Image entries for named regions:
%%
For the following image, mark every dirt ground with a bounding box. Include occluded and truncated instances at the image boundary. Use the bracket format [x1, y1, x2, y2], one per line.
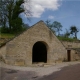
[0, 64, 80, 80]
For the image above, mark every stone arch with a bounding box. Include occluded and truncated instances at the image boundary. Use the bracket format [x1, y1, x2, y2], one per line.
[32, 41, 47, 63]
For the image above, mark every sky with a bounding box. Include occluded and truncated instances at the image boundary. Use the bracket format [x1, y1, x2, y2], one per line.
[21, 0, 80, 39]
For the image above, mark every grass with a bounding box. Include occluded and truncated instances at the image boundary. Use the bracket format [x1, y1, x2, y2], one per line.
[58, 37, 78, 42]
[0, 33, 15, 39]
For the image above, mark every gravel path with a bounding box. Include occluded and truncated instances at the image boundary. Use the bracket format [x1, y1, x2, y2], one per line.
[0, 62, 80, 80]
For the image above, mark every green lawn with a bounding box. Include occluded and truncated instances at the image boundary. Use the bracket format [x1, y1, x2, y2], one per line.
[0, 33, 15, 38]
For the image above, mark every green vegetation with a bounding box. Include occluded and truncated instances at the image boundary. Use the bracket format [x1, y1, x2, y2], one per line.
[57, 36, 79, 42]
[0, 33, 15, 39]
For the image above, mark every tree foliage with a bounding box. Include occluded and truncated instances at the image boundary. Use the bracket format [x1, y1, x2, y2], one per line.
[53, 21, 62, 36]
[0, 0, 30, 33]
[70, 26, 79, 39]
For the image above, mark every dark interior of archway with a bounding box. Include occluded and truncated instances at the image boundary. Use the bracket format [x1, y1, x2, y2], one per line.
[32, 42, 47, 63]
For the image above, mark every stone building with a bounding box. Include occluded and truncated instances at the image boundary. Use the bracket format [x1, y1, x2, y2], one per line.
[1, 21, 66, 66]
[0, 21, 80, 66]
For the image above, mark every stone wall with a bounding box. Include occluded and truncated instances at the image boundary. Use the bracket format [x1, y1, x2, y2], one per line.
[62, 41, 80, 48]
[6, 21, 67, 66]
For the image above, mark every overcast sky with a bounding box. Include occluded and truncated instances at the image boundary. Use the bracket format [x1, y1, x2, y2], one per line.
[22, 0, 80, 39]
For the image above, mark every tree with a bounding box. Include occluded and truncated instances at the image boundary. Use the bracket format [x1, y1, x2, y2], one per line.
[70, 26, 79, 39]
[45, 20, 55, 34]
[53, 21, 62, 36]
[64, 29, 70, 38]
[0, 0, 29, 33]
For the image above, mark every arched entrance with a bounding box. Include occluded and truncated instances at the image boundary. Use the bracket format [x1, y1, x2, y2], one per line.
[32, 41, 47, 63]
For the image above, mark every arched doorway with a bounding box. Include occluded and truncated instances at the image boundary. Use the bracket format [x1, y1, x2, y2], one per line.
[32, 41, 47, 63]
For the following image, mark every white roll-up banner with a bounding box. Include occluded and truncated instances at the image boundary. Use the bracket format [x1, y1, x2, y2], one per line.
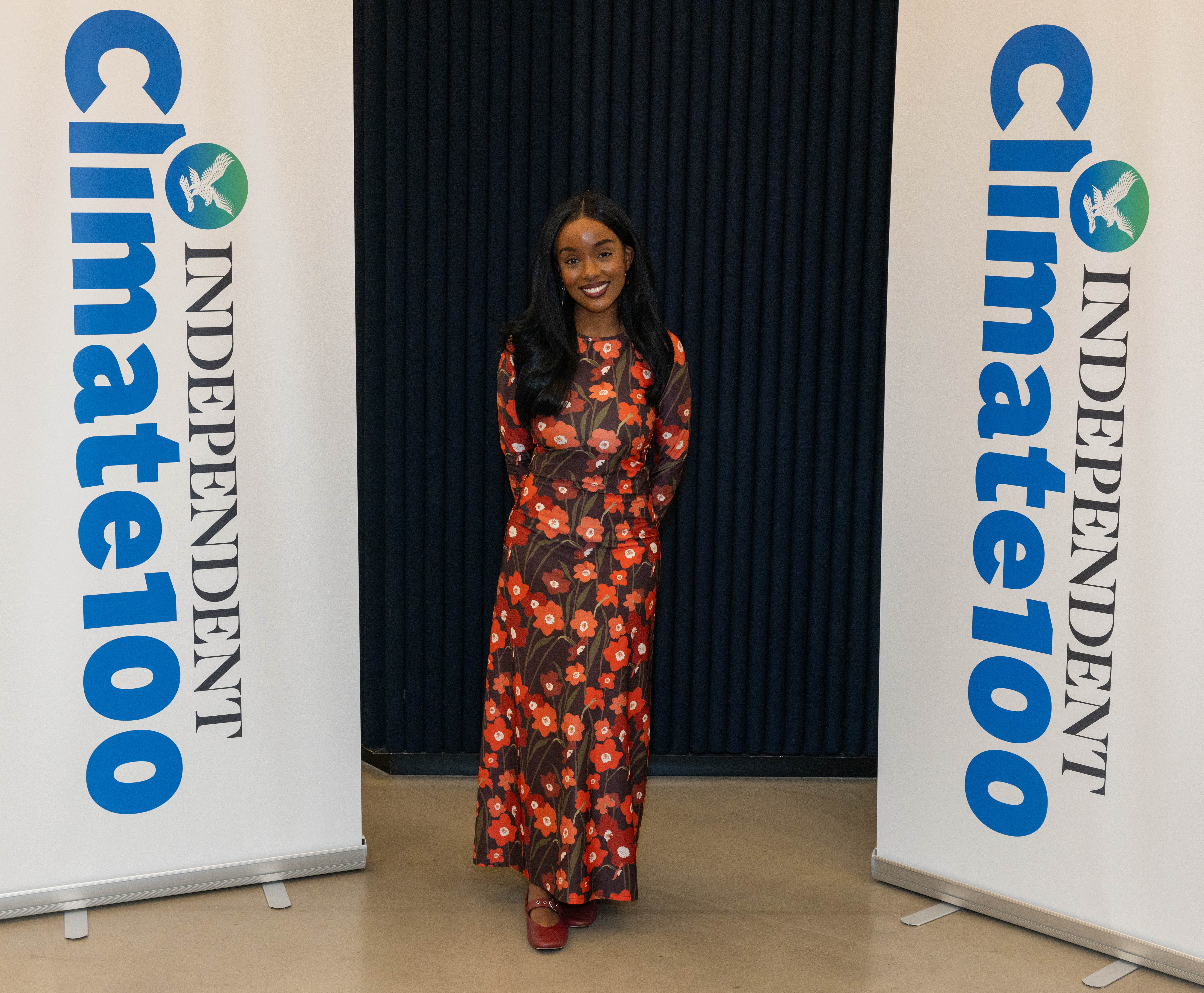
[875, 0, 1204, 982]
[0, 0, 364, 917]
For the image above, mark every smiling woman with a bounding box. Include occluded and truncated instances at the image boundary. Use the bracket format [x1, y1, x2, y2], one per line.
[474, 193, 690, 950]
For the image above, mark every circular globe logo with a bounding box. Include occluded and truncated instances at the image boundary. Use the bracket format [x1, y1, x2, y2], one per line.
[1070, 159, 1150, 252]
[164, 142, 247, 229]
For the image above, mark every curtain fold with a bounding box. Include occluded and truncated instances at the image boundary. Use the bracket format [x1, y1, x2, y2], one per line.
[354, 0, 897, 755]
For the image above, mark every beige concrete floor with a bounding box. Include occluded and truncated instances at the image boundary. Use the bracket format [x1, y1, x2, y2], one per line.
[0, 767, 1199, 993]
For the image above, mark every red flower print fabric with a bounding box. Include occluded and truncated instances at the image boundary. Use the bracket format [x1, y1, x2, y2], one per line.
[473, 335, 690, 904]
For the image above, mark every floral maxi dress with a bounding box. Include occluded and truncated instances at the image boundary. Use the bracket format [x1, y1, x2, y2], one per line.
[473, 335, 690, 904]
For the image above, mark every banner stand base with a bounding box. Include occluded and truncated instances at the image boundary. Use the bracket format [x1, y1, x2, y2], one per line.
%%
*GIVEN TASK*
Can you write out the records again, beginning at the line that contains "For the image above, mark every stone wall" and stopping after the line that contains "[0, 0, 364, 917]", with the requests included, every bounding box coordinate in the answers shifted up by 121, and the pictures left out?

*RESULT FOR THIS EXERCISE*
For the image above, mark every stone wall with a bounding box. Include occluded and truncated instances at the image boundary. Use the bracket format [x1, y1, x2, y2], one per line.
[183, 162, 201, 169]
[127, 142, 188, 187]
For the image above, mark every overcast sky with a bounding box. Include occluded and truncated instances at the image boundary. Use the bracket format [x1, y1, x2, y2], one per line.
[143, 121, 201, 160]
For the image above, mark every tree with a bounding box. Include occluded and truncated instances at the image boundary. Use the bracket format [x1, y1, x2, y2], one per line.
[191, 147, 200, 160]
[166, 141, 176, 155]
[174, 142, 183, 157]
[185, 150, 191, 159]
[121, 121, 150, 154]
For the image above, mark every arched entrance with a bounding box. Include occluded and truncated instances at the image boundary. Use the bracket format [x1, y1, x2, y2], one per line.
[153, 162, 168, 184]
For the image above, mark every arched doorway with a bounding box. Include occluded and truncated instances at the image boundary. Use the bracket format [x1, y1, x2, y2], one per line.
[153, 162, 168, 184]
For the following image, mark every white roll-up banner with a bounding box. Include occluded and truncated instances at the image boundary. Use the bracket format [x1, y1, x2, y2], one per line.
[996, 121, 1325, 1103]
[121, 121, 485, 1038]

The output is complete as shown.